__CHALLENGE__:
Update the listing from the line holding "Where can the reflection" through the end, replacing "be found" with "be located" wherever it occurs and leaving everything else unchanged. Omit the pictures from your answer.

───── DATASET EXCERPTS

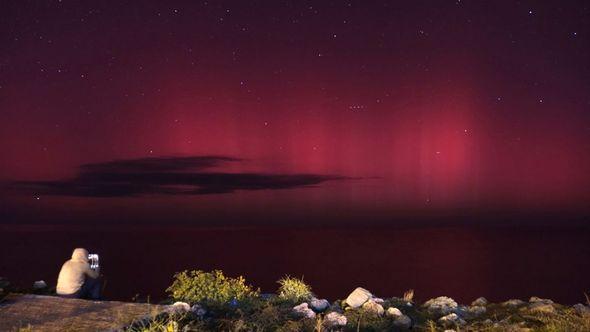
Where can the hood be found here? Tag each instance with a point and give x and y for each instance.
(80, 254)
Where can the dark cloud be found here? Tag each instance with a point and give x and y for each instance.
(167, 176)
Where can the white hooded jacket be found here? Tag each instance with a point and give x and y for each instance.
(74, 272)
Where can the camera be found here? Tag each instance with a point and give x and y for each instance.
(93, 259)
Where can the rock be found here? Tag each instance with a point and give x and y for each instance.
(451, 320)
(336, 307)
(373, 307)
(198, 310)
(179, 308)
(358, 297)
(319, 305)
(535, 299)
(335, 319)
(303, 310)
(513, 303)
(581, 309)
(403, 322)
(540, 306)
(440, 306)
(39, 284)
(393, 312)
(480, 302)
(476, 310)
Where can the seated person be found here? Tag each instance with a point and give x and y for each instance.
(76, 278)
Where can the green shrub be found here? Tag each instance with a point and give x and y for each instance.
(293, 289)
(209, 287)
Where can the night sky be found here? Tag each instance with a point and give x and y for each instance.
(293, 112)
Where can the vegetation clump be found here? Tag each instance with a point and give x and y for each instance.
(294, 290)
(209, 288)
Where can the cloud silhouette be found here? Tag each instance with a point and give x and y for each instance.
(166, 176)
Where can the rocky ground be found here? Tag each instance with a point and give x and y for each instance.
(362, 311)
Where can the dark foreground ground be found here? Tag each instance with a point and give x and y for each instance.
(463, 263)
(48, 313)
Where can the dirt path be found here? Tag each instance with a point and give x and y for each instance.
(49, 313)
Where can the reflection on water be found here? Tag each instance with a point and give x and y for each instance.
(462, 263)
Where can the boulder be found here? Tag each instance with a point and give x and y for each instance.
(535, 299)
(540, 306)
(581, 309)
(403, 322)
(480, 301)
(39, 284)
(335, 319)
(373, 307)
(393, 312)
(440, 306)
(513, 303)
(198, 310)
(451, 320)
(319, 305)
(303, 310)
(358, 297)
(179, 308)
(476, 310)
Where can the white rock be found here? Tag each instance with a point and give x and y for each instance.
(451, 320)
(403, 322)
(319, 305)
(480, 301)
(39, 284)
(541, 306)
(535, 299)
(335, 319)
(513, 303)
(179, 308)
(373, 307)
(304, 311)
(358, 297)
(198, 310)
(476, 310)
(440, 306)
(581, 309)
(393, 312)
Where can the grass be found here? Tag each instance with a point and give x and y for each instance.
(294, 290)
(275, 313)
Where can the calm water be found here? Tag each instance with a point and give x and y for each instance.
(463, 263)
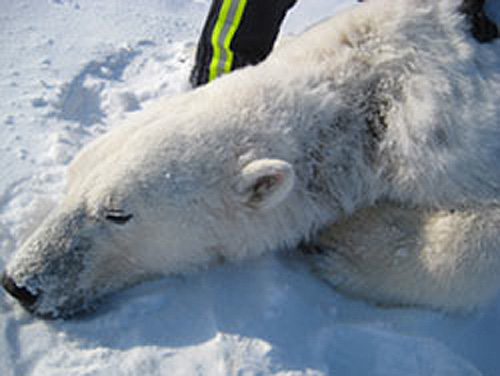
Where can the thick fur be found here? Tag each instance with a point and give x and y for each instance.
(388, 102)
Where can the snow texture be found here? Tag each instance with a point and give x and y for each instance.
(72, 69)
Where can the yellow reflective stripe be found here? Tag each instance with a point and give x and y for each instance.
(221, 43)
(230, 34)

──────────

__IN RESPONSE__:
Where can the reflection on water be located here? Tag each instance with a point and give x and y for each instance.
(462, 263)
Where can the boulder be located here? Tag each instance with a point and give x and y for each instance.
(535, 299)
(540, 306)
(581, 309)
(403, 322)
(480, 301)
(39, 284)
(335, 319)
(373, 307)
(393, 312)
(440, 306)
(513, 303)
(198, 310)
(451, 320)
(319, 305)
(303, 310)
(358, 297)
(179, 308)
(476, 310)
Where can the white rock be located here? Tag each instance with a point and give x and y for each instance.
(451, 320)
(403, 322)
(319, 305)
(480, 301)
(39, 284)
(541, 306)
(535, 299)
(335, 319)
(513, 303)
(179, 308)
(373, 307)
(304, 311)
(358, 297)
(198, 310)
(476, 310)
(440, 306)
(581, 309)
(393, 312)
Where can the grass be located here? Tag each instance with a point and give x and y for each instance.
(294, 290)
(275, 313)
Where can the calm water be located here? Tag each instance with a point and give x and y for each instance.
(463, 263)
Where can the thick fur be located here? Tag each instance with a point and give x and y for each instance.
(388, 102)
Where can the snow texture be located here? Tag each instance with a point and give x and y for each instance.
(72, 69)
Where can the yellow reflective stripe be located here? Tag each instance with a point and give x and y for each instance.
(221, 43)
(230, 34)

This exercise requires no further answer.